- **Passage to read**:
+++++
Hurst is of the opinion that unfortunately it is not possible to make a diagnosis of intestinal stasis (constipation) from symptoms alone. The worst case he has ever seen of intestinal toxemia (poisoning), with the classical symptoms of extreme emaciation, extensive pigmentation, evil-smelling sweat and cold extremities, was not due to chronic intestinal stasis but to chronic diarrhea, the result of some obscure infection, contracted by a lady while game hunting in Africa.
One who is suffering from chronic intestinal stasis should as a first step carefully locate the seat of the trouble. The best practice is to have a bottle of 100 large charcoal tablets (5 grains each) in plain view where it will act as a frequent reminder. As a first trial chew and swallow four of them and wash down immediately after dinner. If this charcoal is out the next morning, and does not keep on coming out for two or three days thereafter, the patient is in excellent condition as to stasis. If conditions are unsatisfactory the interval between taking the charcoal marker and its reappearance must be lengthened by taking it earlier in the day until the efficiency of the colon is fully and accurately deter-mined. Hurst says if the charcoal is taken at 4 p. m. and some of it is not passed at the latest on the second morning the patient must be regarded as constipated.
+++++
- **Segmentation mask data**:
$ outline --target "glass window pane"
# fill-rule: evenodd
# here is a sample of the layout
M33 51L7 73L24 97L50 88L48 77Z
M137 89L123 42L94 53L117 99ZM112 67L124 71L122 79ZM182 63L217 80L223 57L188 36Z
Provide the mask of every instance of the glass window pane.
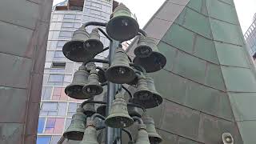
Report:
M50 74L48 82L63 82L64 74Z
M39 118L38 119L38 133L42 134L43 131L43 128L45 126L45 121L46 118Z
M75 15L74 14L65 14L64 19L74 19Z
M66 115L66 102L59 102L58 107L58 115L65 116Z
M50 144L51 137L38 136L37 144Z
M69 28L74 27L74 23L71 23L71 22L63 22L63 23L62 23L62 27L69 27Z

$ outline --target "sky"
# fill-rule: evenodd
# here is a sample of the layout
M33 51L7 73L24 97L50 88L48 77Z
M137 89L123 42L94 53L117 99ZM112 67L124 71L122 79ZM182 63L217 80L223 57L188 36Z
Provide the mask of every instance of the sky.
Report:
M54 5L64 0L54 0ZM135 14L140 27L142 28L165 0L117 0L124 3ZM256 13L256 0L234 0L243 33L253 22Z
+++++
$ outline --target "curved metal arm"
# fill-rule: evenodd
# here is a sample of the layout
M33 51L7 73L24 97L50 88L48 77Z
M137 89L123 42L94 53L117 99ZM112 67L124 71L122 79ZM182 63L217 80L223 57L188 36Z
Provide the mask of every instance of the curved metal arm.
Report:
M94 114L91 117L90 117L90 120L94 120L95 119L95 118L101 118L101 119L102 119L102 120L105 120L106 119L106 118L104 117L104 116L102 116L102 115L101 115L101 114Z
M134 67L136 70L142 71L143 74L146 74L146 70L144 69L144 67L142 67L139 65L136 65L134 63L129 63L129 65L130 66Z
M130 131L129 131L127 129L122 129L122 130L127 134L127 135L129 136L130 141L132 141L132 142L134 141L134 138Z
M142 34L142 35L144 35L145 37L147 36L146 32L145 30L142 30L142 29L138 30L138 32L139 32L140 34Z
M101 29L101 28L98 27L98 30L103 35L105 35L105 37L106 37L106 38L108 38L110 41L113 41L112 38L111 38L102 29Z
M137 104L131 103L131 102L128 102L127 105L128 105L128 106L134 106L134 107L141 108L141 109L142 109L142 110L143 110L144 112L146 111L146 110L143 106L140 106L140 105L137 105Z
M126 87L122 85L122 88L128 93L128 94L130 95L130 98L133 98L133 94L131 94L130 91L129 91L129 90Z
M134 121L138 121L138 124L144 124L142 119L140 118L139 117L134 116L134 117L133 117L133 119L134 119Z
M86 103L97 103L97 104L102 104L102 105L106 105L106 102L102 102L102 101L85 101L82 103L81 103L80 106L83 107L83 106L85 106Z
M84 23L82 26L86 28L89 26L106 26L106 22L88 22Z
+++++
- **Complete the following**:
1. Do these statements agree with the passage on intestinal stasis? For each, answer yes or no and quote the words from the passage that decide it. (a) Hurst's worst case of intestinal toxemia was caused by chronic intestinal stasis. (b) The first trial calls for four charcoal tablets taken immediately after dinner. (c) Hurst regards a patient as constipated if charcoal taken at 4 p.m. has not partly passed by the second morning at the latest.
2. Carry on the passage on intestinal stasis from the point where it ends.

- **Responses by item number**:
1.
(a) No: "was not due to chronic intestinal stasis but to chronic diarrhea"
(b) Yes: "As a first trial chew and swallow four of them and wash down immediately after dinner."
(c) Yes: "if the charcoal is taken at 4 p. m. and some of it is not passed at the latest on the second morning the patient must be regarded as constipated"

2.
This English view will not be accepted by Kellogg, for instance, who insists that there should be an action of the bowels after every meal, with an additional one at night if possible. Whether this view is accepted or not there is little doubt of the non-acceptance of the Hurst theory by people of fastidious personal habits. The taking of a charcoal marker should be a common practice, at least as frequently as there is such loss of appetite and lack of energy as is indicative of impaired intestinal function. Thus many people will learn with great surprise that regularity is frequently very far from being the same condition as intestinal efficiency. This excellent first step, however, has the great disadvantage of giving no indication as to the part of the colon in which the stasis occurs. Although the fluoroscope is nearly always used for the purpose of obtaining this information (as discussed elsewhere in this chapter) yet it can be obtained with some accuracy in people who are not fat by palpation (feeling) with the fingers along the course of the colon. In such cases the transverse colon will nearly always be found well below the umbilicus (navel) and near this point hard masses are apt to be felt and thus located? If the rectum is at fault a small irrigation of cool water should promptly relieve it. If the colon is tender under slight pressure, such line of tenderness may indicate its course in a general way.
The two points at which the stasis is most apt to occur are in the region of the cecum (beginning of the colon) and the lower or distal part of the bowel. The first named location is called colic constipation and the latter, dyschezia.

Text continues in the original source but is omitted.